>> START

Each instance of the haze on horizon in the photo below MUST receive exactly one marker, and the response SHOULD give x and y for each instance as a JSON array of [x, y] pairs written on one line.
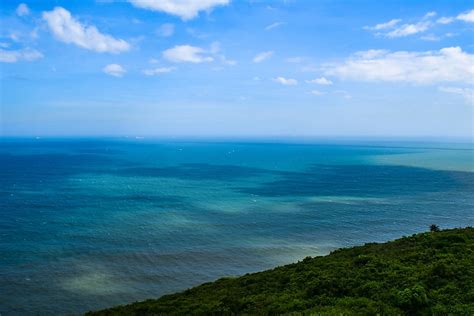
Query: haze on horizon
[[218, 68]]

>> END
>> START

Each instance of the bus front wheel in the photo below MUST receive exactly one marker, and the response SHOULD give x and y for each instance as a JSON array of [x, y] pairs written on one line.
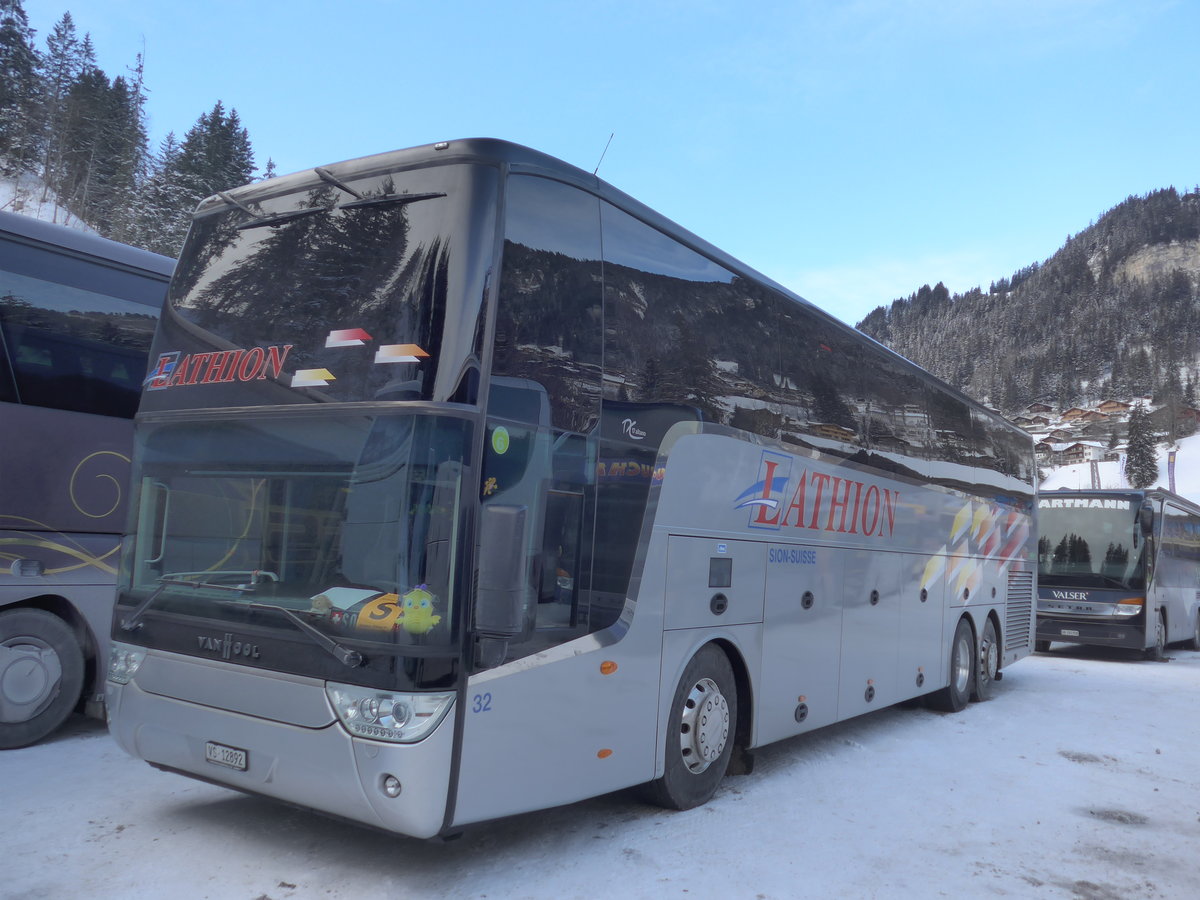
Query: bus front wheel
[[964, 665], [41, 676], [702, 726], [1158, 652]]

>> END

▶ [TASK STATEMENT] Write out the lines from the one containing "Each instance of the haze" to the one containing "[[218, 68]]", including both, without changing a word. Leave the picture out.

▶ [WORKED SOLUTION]
Each instance of the haze on horizon in the photo below MUST receive exactly one marker, and the response SHOULD give x and y for each instance as a JSON array of [x, y] pairs written on one line.
Query: haze on horizon
[[218, 68]]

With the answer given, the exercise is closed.